=== What to work on ===
Reproduce all of the data exactly, with no line skipped.

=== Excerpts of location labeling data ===
··········
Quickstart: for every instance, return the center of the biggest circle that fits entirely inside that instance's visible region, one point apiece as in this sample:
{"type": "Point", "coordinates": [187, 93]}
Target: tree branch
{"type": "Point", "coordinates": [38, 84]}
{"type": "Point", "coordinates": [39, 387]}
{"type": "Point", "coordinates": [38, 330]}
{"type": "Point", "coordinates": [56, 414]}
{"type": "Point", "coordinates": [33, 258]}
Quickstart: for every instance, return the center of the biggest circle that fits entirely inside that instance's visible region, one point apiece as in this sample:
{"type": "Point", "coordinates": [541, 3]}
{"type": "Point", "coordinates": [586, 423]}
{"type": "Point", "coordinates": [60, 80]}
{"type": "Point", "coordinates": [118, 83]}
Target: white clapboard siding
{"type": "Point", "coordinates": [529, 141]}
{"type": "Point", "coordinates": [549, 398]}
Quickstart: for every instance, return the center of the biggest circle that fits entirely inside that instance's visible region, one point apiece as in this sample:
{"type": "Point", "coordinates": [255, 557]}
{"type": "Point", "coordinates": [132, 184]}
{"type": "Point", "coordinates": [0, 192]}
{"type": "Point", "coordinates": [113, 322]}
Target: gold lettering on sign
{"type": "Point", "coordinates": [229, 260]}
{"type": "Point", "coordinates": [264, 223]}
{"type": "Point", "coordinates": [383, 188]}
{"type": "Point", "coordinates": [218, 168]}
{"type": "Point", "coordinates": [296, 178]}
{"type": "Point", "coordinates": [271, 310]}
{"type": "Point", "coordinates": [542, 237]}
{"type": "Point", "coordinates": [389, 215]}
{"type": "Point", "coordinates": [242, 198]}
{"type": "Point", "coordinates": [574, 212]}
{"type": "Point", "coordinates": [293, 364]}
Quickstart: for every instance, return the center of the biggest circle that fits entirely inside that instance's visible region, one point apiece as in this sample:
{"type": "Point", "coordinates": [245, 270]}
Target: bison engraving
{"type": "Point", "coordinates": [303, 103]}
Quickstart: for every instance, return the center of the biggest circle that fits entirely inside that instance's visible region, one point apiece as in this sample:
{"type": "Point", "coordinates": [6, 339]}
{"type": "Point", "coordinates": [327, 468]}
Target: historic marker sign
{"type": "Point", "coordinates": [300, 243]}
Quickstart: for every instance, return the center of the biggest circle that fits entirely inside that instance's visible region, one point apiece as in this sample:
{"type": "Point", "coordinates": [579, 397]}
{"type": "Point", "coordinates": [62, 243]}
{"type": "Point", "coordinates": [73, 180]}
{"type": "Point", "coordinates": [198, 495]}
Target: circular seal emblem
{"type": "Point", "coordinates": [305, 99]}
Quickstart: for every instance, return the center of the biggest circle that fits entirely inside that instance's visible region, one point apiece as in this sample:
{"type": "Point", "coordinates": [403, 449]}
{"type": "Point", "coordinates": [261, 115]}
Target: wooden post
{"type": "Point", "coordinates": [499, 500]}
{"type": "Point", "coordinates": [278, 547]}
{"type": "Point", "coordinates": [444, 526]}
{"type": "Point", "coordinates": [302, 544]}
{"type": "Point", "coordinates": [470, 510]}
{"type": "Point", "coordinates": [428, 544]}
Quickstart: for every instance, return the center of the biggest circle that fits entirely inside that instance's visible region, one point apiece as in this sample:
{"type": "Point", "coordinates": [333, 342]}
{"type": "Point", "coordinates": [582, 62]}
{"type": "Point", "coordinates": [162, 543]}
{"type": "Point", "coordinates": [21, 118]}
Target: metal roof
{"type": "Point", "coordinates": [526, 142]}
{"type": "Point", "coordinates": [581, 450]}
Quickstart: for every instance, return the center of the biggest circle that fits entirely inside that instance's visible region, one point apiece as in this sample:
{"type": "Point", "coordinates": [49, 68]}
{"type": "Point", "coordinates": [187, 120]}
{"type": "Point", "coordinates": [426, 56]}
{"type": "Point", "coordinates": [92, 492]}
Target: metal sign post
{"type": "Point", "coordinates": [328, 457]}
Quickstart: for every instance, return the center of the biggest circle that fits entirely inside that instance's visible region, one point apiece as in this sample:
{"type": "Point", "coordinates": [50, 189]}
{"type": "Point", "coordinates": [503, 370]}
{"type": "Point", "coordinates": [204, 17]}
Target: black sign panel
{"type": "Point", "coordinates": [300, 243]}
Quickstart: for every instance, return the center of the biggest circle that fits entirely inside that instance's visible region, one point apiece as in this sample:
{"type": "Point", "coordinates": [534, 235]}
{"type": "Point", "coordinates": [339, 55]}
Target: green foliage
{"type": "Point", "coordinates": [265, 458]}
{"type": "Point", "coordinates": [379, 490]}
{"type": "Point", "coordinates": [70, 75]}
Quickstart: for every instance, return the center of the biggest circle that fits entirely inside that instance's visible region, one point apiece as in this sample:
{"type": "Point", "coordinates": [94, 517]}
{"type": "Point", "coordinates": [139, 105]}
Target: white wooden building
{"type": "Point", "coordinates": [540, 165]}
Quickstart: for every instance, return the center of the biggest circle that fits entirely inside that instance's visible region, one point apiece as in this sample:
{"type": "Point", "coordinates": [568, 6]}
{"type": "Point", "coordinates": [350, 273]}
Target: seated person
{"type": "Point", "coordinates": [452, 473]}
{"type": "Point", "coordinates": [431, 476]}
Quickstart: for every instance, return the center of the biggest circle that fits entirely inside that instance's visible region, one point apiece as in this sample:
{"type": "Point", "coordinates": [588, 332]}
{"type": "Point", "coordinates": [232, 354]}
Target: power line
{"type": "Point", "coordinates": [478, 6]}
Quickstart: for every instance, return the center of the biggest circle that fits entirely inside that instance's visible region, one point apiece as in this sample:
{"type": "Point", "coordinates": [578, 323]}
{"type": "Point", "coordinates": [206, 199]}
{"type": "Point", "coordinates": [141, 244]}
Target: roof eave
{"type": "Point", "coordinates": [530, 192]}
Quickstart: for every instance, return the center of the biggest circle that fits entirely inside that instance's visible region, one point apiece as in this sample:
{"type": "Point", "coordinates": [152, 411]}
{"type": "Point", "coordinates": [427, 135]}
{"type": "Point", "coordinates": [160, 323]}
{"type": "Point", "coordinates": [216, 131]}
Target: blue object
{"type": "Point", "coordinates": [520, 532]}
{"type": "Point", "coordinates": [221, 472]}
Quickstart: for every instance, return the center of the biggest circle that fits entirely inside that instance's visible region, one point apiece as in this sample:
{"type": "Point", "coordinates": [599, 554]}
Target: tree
··········
=== Reply to the exercise ===
Quickstart: for every instance, return the center of the biggest circle that fits entirely inside that instance's visible region, one point apiece as in this sample:
{"type": "Point", "coordinates": [187, 93]}
Target: tree branch
{"type": "Point", "coordinates": [38, 84]}
{"type": "Point", "coordinates": [39, 387]}
{"type": "Point", "coordinates": [38, 330]}
{"type": "Point", "coordinates": [56, 414]}
{"type": "Point", "coordinates": [33, 258]}
Quickstart: for every instance, return the center of the biggest circle that fits entirely inside that instance's visible region, one point apiece as in this sample:
{"type": "Point", "coordinates": [541, 3]}
{"type": "Point", "coordinates": [586, 423]}
{"type": "Point", "coordinates": [60, 80]}
{"type": "Point", "coordinates": [118, 83]}
Target: white clapboard siding
{"type": "Point", "coordinates": [529, 141]}
{"type": "Point", "coordinates": [549, 398]}
Quickstart: for every instance, return the center of the biggest circle that fits entirely inside that instance's visible region, one point apiece as in this sample:
{"type": "Point", "coordinates": [255, 557]}
{"type": "Point", "coordinates": [132, 184]}
{"type": "Point", "coordinates": [0, 192]}
{"type": "Point", "coordinates": [113, 322]}
Target: gold lettering on sign
{"type": "Point", "coordinates": [229, 260]}
{"type": "Point", "coordinates": [264, 223]}
{"type": "Point", "coordinates": [383, 188]}
{"type": "Point", "coordinates": [218, 168]}
{"type": "Point", "coordinates": [296, 178]}
{"type": "Point", "coordinates": [271, 310]}
{"type": "Point", "coordinates": [542, 237]}
{"type": "Point", "coordinates": [389, 215]}
{"type": "Point", "coordinates": [242, 198]}
{"type": "Point", "coordinates": [574, 212]}
{"type": "Point", "coordinates": [293, 364]}
Quickstart: for every instance, return the center of the biggest circle that fits entirely inside that instance's visible region, one point apiece as in this sample:
{"type": "Point", "coordinates": [245, 270]}
Target: bison engraving
{"type": "Point", "coordinates": [303, 103]}
Quickstart: for every instance, return the center of the biggest circle that fits entirely inside that instance's visible region, one point apiece as in this sample:
{"type": "Point", "coordinates": [6, 339]}
{"type": "Point", "coordinates": [327, 468]}
Target: historic marker sign
{"type": "Point", "coordinates": [300, 243]}
Quickstart: for every instance, return the center of the biggest circle that fits entirely inside that instance's visible region, one point apiece as in this sample:
{"type": "Point", "coordinates": [579, 397]}
{"type": "Point", "coordinates": [62, 243]}
{"type": "Point", "coordinates": [73, 180]}
{"type": "Point", "coordinates": [198, 495]}
Target: circular seal emblem
{"type": "Point", "coordinates": [305, 99]}
Quickstart: for every instance, return the center of the biggest circle that fits entirely inside that instance's visible region, one point apiece as in this sample:
{"type": "Point", "coordinates": [403, 449]}
{"type": "Point", "coordinates": [261, 115]}
Target: wooden post
{"type": "Point", "coordinates": [499, 500]}
{"type": "Point", "coordinates": [278, 547]}
{"type": "Point", "coordinates": [444, 526]}
{"type": "Point", "coordinates": [302, 544]}
{"type": "Point", "coordinates": [470, 510]}
{"type": "Point", "coordinates": [428, 544]}
Quickstart: for every instance, return the center of the biggest circle that fits entirely inside that instance's visible region, one point apiece as in this sample:
{"type": "Point", "coordinates": [333, 342]}
{"type": "Point", "coordinates": [582, 62]}
{"type": "Point", "coordinates": [162, 543]}
{"type": "Point", "coordinates": [21, 118]}
Target: metal roof
{"type": "Point", "coordinates": [526, 142]}
{"type": "Point", "coordinates": [581, 450]}
Quickstart: for every instance, return the center of the biggest circle that fits entirely inside that instance's visible region, one point apiece as in this sample:
{"type": "Point", "coordinates": [49, 68]}
{"type": "Point", "coordinates": [187, 120]}
{"type": "Point", "coordinates": [426, 56]}
{"type": "Point", "coordinates": [92, 492]}
Target: metal sign post
{"type": "Point", "coordinates": [328, 457]}
Quickstart: for every instance, return the center of the biggest circle that fits entirely inside that instance's visible region, one point apiece as in this sample:
{"type": "Point", "coordinates": [50, 189]}
{"type": "Point", "coordinates": [503, 370]}
{"type": "Point", "coordinates": [204, 17]}
Target: black sign panel
{"type": "Point", "coordinates": [300, 243]}
Quickstart: for every instance, return the center of the biggest circle that fits entirely inside that instance's visible region, one point apiece as in this sample:
{"type": "Point", "coordinates": [534, 235]}
{"type": "Point", "coordinates": [339, 55]}
Target: green foliage
{"type": "Point", "coordinates": [265, 458]}
{"type": "Point", "coordinates": [379, 490]}
{"type": "Point", "coordinates": [70, 75]}
Quickstart: for every instance, return the center of the biggest circle that fits entirely inside that instance's visible region, one point apiece as in this sample:
{"type": "Point", "coordinates": [94, 517]}
{"type": "Point", "coordinates": [139, 105]}
Target: white wooden building
{"type": "Point", "coordinates": [540, 165]}
Quickstart: for every instance, return the center of the biggest circle that fits entirely inside that instance's visible region, one point apiece as in this sample:
{"type": "Point", "coordinates": [568, 6]}
{"type": "Point", "coordinates": [350, 273]}
Target: seated person
{"type": "Point", "coordinates": [452, 473]}
{"type": "Point", "coordinates": [431, 476]}
Quickstart: for every instance, return the center of the biggest circle that fits entirely inside that instance's visible region, one point apiece as in this sample:
{"type": "Point", "coordinates": [588, 332]}
{"type": "Point", "coordinates": [232, 354]}
Target: power line
{"type": "Point", "coordinates": [478, 6]}
Quickstart: for every instance, return the center of the biggest circle that fits entirely inside that instance's visible region, one point apiece as in this sample:
{"type": "Point", "coordinates": [578, 323]}
{"type": "Point", "coordinates": [206, 199]}
{"type": "Point", "coordinates": [141, 244]}
Target: roof eave
{"type": "Point", "coordinates": [530, 192]}
Quickstart: for every instance, return the center of the biggest circle that fits entirely inside that instance's visible region, one point apiece as in this sample:
{"type": "Point", "coordinates": [152, 411]}
{"type": "Point", "coordinates": [427, 135]}
{"type": "Point", "coordinates": [160, 323]}
{"type": "Point", "coordinates": [216, 131]}
Target: blue object
{"type": "Point", "coordinates": [520, 532]}
{"type": "Point", "coordinates": [221, 472]}
Quickstart: for every instance, return the center of the biggest circle that fits entirely inside that instance's visible region, one point apiece as in this sample:
{"type": "Point", "coordinates": [599, 554]}
Target: tree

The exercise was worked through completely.